[PROMPT] An exact restatement of all the data is required, with the pictures left out.

[PROVIDED INFORMATION]

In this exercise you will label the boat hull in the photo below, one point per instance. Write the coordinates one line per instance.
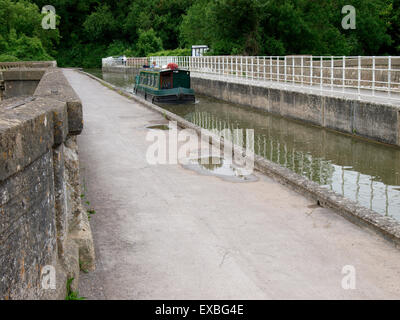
(176, 95)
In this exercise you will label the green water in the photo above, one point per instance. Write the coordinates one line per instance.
(363, 171)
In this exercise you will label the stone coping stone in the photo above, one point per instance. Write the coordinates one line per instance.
(56, 86)
(28, 129)
(22, 74)
(387, 227)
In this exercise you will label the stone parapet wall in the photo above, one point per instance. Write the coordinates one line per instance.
(42, 221)
(375, 121)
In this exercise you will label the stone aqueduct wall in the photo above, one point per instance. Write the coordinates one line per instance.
(42, 221)
(374, 121)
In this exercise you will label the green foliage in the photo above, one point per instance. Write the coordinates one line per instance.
(279, 27)
(89, 30)
(72, 295)
(100, 25)
(147, 42)
(21, 34)
(8, 58)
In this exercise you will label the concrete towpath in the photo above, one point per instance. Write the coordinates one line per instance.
(165, 232)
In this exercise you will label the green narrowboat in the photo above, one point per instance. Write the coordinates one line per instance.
(164, 85)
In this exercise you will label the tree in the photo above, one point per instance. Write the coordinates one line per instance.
(24, 38)
(100, 25)
(148, 42)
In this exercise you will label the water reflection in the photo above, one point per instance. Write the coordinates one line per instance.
(366, 172)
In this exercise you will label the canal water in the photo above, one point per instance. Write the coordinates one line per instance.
(363, 171)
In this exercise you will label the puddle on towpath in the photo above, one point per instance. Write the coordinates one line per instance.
(360, 170)
(159, 127)
(219, 167)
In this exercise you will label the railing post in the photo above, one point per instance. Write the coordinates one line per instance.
(343, 72)
(293, 71)
(332, 73)
(270, 68)
(389, 75)
(302, 70)
(285, 70)
(265, 76)
(373, 76)
(247, 62)
(277, 68)
(359, 78)
(321, 72)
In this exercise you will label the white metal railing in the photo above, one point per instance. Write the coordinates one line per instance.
(372, 76)
(129, 62)
(359, 75)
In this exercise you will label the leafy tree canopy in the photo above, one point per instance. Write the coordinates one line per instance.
(91, 29)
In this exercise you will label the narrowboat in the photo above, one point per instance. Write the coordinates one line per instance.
(164, 85)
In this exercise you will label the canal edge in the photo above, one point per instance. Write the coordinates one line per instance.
(384, 226)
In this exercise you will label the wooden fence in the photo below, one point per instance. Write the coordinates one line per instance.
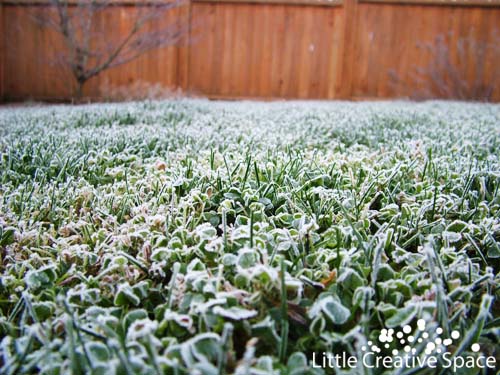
(306, 49)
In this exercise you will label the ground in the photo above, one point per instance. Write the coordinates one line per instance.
(196, 237)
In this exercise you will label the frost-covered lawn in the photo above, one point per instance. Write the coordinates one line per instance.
(202, 238)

[SOLUTION TO THIS PROBLEM]
In this exercise you will label the boat hull in the photo below, one point per instance. Write the coordinates one line per instance.
(176, 95)
In this exercise you will label the green water in the photo above, one point per instance. Write the coordinates one line per instance.
(363, 171)
In this exercise you will label the stone coping stone in the photo above, one point per instance. Write the coordinates one line per instance.
(56, 86)
(28, 129)
(22, 74)
(387, 227)
In this exercise you will label the stone parapet wall in the photo above, one point per instance. Write the coordinates one line per instance.
(42, 221)
(375, 121)
In this exercise you will label the stone aqueduct wall in the photo above, one point per instance. Write the coordinates one line per instance.
(42, 221)
(374, 121)
In this exercise you will label the green foliage in the photo above, one point per instance. Write the coordinates one line per instance.
(279, 27)
(89, 30)
(72, 295)
(100, 25)
(147, 42)
(21, 34)
(8, 58)
In this exercise you will label the concrete towpath in the photo above, one point per instance. Write the coordinates one line per instance.
(165, 232)
In this exercise you will label the green narrowboat in the photo above, one point per instance. Write the coordinates one line per instance.
(164, 85)
In this exercise you will label the tree in the photo above, one point per instance. Write the coordinates one line per instance.
(24, 38)
(100, 25)
(148, 42)
In this exercise you will label the water reflection in the photo above, one point per instance. Write the coordinates one line per instance.
(366, 172)
In this exercise you will label the canal water in the photo above, one point per instance. Write the coordinates one line per instance.
(363, 171)
In this exercise you will label the puddle on towpath in the photo above, one point per instance. Write the coordinates one line per instance.
(360, 170)
(159, 127)
(219, 167)
In this exercise you will label the railing post in the photo above, one point per instance. Write the coordinates one line per instance.
(343, 72)
(293, 71)
(332, 73)
(270, 68)
(389, 75)
(302, 70)
(285, 70)
(265, 76)
(373, 76)
(247, 62)
(277, 68)
(359, 78)
(321, 72)
In this exercise you will label the white metal railing in the photo above, one point per instance. Write the coordinates one line per instance.
(372, 76)
(129, 62)
(359, 75)
In this exercise you will label the leafy tree canopy in the photo above, one point per instance. Write the coordinates one line per instance.
(91, 29)
In this exercise you will label the narrowboat in the photo above, one point per instance. Write the coordinates one line per instance.
(164, 85)
In this exercise you will label the canal edge in the photo above, one point per instance. Write the coordinates one line per instance.
(384, 226)
In this exercise you will label the wooden fence in the photo below, one point per instance. Write the coordinates one line per instance.
(306, 49)
In this exercise you will label the ground in the photo above, one point per instance. Write the coordinates one line per instance.
(196, 237)
In this exercise you will label the frost-covered lawn in the photo above, one point per instance. Write the coordinates one line per instance.
(202, 238)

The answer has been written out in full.